------ Excerpted data ------
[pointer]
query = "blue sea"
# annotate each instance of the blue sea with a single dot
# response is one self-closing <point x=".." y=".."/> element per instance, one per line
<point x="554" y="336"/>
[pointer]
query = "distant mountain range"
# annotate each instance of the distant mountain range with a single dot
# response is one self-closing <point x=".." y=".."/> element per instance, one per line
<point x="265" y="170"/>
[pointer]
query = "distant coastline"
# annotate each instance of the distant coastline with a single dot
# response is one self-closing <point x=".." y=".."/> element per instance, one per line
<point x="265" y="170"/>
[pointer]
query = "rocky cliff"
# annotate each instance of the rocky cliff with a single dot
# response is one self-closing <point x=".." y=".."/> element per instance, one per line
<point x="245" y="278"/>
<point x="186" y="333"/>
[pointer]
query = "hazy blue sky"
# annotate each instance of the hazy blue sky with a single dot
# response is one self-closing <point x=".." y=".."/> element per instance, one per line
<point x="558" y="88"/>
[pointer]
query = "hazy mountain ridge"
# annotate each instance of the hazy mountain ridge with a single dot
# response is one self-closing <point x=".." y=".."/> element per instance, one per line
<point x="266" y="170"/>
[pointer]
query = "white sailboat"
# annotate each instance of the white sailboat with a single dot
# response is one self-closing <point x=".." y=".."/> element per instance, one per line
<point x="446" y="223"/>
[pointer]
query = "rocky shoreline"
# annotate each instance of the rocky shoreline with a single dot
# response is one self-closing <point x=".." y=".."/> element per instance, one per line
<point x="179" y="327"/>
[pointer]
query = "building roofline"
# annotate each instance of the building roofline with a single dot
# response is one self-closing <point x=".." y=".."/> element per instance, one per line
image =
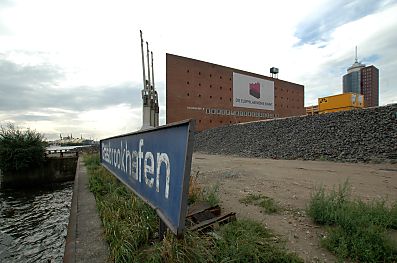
<point x="234" y="69"/>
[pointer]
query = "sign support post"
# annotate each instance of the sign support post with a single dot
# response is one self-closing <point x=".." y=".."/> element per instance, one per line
<point x="155" y="164"/>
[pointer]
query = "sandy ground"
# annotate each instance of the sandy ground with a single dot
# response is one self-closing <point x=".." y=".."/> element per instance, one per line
<point x="290" y="183"/>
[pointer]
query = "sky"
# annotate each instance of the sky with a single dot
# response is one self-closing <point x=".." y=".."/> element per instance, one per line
<point x="74" y="66"/>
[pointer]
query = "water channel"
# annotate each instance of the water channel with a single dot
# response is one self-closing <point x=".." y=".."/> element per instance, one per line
<point x="33" y="223"/>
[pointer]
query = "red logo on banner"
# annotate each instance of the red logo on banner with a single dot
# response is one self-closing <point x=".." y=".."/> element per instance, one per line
<point x="255" y="90"/>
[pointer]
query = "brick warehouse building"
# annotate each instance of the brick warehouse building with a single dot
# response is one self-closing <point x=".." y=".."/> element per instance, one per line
<point x="215" y="95"/>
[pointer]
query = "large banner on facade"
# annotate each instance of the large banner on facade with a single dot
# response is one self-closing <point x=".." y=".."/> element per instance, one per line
<point x="155" y="165"/>
<point x="251" y="92"/>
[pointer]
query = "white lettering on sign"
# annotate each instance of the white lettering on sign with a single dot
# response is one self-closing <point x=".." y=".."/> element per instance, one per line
<point x="134" y="163"/>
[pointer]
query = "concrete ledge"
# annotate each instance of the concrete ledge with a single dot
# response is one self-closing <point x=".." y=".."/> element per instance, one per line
<point x="85" y="239"/>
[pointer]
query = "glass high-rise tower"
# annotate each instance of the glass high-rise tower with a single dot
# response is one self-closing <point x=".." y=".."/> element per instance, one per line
<point x="363" y="80"/>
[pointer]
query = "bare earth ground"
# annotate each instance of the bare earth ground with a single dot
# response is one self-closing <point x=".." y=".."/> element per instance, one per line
<point x="290" y="183"/>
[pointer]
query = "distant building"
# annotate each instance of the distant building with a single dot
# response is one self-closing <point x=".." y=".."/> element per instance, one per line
<point x="216" y="95"/>
<point x="363" y="80"/>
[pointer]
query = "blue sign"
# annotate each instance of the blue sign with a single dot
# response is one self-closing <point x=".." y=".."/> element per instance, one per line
<point x="155" y="164"/>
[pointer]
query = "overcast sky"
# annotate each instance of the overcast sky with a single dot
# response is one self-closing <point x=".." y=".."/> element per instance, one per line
<point x="74" y="66"/>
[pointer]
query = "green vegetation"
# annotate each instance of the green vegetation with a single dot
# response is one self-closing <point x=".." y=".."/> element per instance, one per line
<point x="20" y="150"/>
<point x="131" y="230"/>
<point x="356" y="230"/>
<point x="267" y="203"/>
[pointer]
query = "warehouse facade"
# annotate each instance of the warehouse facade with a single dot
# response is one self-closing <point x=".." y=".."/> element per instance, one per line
<point x="215" y="95"/>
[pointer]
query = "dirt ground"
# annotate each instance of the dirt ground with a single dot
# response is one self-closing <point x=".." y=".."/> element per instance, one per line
<point x="290" y="184"/>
------
Take from the entries every line that has the string "channel".

Result of this exercise.
query = "water channel"
# annotate each instance of the water channel with a single dot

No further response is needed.